Listed entries ▸
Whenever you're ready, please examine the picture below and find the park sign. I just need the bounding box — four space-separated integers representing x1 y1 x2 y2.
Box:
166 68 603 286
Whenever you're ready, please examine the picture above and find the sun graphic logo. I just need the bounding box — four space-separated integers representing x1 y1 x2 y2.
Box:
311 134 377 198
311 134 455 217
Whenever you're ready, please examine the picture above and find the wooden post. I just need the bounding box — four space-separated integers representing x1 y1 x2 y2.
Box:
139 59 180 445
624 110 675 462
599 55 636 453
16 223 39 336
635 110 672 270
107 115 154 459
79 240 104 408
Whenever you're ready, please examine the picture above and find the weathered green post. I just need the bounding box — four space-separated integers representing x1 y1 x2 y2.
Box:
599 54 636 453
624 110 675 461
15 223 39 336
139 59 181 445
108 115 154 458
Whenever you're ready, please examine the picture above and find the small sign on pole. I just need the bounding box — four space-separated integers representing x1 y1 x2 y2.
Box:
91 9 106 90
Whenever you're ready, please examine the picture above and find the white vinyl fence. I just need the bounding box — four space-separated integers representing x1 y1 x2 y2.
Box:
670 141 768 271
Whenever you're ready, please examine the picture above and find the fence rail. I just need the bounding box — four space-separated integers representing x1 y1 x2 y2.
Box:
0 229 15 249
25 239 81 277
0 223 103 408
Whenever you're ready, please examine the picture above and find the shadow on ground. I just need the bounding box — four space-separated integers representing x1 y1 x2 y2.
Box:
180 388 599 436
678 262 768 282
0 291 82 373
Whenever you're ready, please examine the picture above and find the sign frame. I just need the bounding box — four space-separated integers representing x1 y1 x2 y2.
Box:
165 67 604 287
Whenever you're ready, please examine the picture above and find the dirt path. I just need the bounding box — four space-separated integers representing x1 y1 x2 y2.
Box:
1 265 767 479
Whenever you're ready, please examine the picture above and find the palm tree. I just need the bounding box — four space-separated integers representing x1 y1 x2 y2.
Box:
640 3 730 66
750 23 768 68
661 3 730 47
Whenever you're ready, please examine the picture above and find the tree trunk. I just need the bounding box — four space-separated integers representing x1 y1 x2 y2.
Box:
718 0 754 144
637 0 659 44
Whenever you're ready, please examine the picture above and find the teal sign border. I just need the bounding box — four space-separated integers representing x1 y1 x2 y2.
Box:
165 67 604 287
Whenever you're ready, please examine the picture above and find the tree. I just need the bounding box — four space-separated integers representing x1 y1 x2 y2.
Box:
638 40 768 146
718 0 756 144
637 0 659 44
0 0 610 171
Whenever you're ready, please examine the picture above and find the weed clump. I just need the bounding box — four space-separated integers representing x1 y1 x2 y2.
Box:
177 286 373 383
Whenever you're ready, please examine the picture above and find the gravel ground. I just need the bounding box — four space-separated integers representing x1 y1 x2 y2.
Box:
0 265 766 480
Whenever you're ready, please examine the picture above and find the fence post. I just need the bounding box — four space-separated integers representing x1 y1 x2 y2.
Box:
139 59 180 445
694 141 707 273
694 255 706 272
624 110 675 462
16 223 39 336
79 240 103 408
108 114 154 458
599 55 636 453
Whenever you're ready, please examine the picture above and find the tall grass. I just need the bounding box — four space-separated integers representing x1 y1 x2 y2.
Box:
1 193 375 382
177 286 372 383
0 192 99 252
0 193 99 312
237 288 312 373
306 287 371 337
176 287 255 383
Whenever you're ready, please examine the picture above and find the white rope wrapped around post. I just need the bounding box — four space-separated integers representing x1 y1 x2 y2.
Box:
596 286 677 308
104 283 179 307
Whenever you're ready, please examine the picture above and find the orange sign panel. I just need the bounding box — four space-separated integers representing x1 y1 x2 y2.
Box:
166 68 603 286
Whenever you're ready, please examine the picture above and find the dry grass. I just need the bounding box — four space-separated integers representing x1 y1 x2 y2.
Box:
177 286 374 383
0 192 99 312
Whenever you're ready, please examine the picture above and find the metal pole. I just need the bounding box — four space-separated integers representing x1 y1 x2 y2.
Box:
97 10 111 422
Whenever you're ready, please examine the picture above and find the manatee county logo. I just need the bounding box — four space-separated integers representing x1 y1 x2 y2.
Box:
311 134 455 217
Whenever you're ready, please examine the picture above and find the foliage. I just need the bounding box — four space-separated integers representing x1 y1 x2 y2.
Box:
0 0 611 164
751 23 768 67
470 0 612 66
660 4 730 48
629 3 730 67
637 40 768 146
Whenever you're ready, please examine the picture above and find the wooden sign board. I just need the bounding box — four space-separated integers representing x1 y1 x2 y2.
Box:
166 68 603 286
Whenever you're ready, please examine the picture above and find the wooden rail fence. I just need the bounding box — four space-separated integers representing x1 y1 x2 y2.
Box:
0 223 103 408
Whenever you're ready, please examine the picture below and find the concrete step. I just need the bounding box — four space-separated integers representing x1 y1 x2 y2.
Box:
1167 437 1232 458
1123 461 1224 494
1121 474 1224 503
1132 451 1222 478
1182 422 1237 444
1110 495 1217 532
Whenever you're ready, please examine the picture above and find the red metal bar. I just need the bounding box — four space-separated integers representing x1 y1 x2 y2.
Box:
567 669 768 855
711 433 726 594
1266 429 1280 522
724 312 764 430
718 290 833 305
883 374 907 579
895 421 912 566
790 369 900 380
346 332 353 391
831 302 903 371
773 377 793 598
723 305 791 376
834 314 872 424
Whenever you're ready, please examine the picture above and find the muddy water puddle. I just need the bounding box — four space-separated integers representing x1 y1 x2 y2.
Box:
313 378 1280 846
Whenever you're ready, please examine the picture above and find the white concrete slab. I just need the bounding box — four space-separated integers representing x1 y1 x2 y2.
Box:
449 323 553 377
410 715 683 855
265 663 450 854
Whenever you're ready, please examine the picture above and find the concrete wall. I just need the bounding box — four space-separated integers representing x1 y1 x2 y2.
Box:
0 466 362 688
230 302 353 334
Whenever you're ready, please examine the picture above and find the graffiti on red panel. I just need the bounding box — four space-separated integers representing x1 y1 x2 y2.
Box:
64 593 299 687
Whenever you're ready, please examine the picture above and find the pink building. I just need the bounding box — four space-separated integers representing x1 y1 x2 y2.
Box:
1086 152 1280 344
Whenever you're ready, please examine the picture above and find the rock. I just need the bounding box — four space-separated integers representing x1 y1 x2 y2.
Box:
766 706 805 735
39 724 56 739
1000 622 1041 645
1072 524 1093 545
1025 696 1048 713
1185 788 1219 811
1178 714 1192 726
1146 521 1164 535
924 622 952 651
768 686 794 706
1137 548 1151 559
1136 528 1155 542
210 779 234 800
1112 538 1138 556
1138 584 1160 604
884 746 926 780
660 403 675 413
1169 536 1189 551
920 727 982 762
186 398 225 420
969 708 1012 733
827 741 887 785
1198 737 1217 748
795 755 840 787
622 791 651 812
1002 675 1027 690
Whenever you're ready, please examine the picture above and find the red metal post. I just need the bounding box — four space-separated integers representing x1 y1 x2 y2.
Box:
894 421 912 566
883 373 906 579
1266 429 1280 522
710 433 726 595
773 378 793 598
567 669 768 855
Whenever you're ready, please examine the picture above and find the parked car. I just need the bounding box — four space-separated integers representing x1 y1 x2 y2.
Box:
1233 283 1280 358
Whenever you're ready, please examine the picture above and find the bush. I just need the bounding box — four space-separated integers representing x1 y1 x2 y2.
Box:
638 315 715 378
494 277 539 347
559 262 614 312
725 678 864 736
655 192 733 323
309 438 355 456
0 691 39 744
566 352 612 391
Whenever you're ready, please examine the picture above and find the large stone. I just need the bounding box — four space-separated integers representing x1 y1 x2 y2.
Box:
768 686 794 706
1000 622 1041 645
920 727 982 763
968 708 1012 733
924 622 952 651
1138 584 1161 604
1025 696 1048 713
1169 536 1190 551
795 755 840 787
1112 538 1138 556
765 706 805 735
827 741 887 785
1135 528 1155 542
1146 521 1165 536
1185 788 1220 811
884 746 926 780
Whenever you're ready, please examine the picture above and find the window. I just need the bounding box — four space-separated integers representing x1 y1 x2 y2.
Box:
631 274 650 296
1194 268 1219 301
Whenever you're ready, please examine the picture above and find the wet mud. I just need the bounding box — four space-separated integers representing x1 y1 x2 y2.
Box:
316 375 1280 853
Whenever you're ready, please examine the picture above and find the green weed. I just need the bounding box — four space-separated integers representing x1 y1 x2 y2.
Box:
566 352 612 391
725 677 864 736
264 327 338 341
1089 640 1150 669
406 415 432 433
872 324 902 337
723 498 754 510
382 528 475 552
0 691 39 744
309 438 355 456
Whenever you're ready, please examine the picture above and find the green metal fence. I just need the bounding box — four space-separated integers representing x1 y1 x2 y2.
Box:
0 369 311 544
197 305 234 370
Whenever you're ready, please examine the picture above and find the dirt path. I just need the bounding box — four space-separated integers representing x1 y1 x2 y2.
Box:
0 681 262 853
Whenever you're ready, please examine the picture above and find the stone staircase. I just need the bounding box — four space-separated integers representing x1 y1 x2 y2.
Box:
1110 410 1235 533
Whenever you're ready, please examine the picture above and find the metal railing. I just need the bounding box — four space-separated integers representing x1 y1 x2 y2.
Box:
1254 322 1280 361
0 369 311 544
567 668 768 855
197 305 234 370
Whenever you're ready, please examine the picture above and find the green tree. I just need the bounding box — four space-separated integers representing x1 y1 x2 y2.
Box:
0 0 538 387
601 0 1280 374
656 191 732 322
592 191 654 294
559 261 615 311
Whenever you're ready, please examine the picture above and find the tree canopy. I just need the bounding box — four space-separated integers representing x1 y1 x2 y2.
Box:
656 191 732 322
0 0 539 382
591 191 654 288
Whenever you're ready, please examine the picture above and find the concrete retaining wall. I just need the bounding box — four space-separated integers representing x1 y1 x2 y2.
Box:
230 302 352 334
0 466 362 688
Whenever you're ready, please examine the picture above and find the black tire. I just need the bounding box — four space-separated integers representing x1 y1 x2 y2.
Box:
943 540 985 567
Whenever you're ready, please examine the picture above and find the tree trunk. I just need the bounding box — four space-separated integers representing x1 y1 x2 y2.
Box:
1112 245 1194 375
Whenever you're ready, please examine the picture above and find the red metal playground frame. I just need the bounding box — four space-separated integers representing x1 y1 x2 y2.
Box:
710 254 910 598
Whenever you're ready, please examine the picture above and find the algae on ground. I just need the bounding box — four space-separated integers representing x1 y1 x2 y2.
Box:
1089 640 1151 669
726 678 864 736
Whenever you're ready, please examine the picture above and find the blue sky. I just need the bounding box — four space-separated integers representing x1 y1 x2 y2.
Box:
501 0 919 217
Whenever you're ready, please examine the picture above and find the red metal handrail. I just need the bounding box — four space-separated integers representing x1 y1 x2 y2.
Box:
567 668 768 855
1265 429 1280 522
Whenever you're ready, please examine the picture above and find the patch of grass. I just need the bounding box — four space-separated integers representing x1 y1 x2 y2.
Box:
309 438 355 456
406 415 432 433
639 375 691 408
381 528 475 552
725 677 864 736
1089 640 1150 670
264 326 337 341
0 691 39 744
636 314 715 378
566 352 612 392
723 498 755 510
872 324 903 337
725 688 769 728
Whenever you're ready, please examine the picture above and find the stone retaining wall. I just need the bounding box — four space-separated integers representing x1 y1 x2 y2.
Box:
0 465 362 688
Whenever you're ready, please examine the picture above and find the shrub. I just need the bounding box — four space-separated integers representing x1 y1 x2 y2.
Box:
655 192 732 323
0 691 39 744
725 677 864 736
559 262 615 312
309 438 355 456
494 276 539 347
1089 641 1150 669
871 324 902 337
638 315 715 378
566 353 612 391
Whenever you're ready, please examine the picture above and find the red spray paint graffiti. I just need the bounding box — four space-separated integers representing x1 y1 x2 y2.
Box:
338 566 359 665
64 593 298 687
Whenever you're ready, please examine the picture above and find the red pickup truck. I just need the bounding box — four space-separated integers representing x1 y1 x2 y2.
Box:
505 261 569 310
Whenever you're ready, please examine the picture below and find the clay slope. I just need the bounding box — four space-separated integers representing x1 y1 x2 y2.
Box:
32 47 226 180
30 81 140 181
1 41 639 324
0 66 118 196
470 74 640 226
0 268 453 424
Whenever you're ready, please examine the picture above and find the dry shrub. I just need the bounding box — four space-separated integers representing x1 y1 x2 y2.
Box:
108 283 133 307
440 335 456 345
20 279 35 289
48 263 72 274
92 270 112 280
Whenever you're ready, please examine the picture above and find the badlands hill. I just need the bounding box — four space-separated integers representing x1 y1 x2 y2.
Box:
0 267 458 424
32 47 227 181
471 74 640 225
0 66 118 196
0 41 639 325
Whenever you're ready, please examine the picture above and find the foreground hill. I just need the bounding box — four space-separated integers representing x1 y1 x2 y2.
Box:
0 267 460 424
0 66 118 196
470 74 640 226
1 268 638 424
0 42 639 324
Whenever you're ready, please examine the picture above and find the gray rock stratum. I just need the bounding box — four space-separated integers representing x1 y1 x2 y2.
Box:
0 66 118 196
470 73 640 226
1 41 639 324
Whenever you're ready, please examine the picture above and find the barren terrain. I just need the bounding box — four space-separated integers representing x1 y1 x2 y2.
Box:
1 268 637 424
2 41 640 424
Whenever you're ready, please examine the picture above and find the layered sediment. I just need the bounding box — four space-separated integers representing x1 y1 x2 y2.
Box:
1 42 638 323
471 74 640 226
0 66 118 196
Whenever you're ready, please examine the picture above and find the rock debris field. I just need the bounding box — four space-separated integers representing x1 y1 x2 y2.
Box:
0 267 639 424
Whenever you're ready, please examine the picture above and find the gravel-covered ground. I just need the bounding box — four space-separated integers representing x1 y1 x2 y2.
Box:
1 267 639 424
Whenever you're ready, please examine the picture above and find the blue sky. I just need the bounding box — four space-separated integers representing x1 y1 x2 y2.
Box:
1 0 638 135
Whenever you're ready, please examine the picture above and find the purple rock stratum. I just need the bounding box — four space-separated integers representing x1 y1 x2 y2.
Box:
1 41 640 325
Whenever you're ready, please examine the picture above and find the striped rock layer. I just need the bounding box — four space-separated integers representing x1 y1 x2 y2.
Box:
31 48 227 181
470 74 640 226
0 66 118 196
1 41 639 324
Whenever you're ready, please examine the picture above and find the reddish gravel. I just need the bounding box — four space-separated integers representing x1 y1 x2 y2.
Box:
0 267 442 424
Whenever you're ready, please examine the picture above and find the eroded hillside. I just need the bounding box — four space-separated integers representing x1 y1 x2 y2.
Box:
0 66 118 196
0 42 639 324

About this task ▸
Each line that mentions the string "shrub" must be copied from the listing.

Exercise answer ▸
Whenever you're ready, please examine the picture above and find the shrub. I just need the bounding box — four space-separated integers representing x1 y1 x2 y2.
Whenever you're ready, please examine the picture above and find the dry shrub. I just need the bounding box — four space-separated integers representing x1 y1 x2 y2.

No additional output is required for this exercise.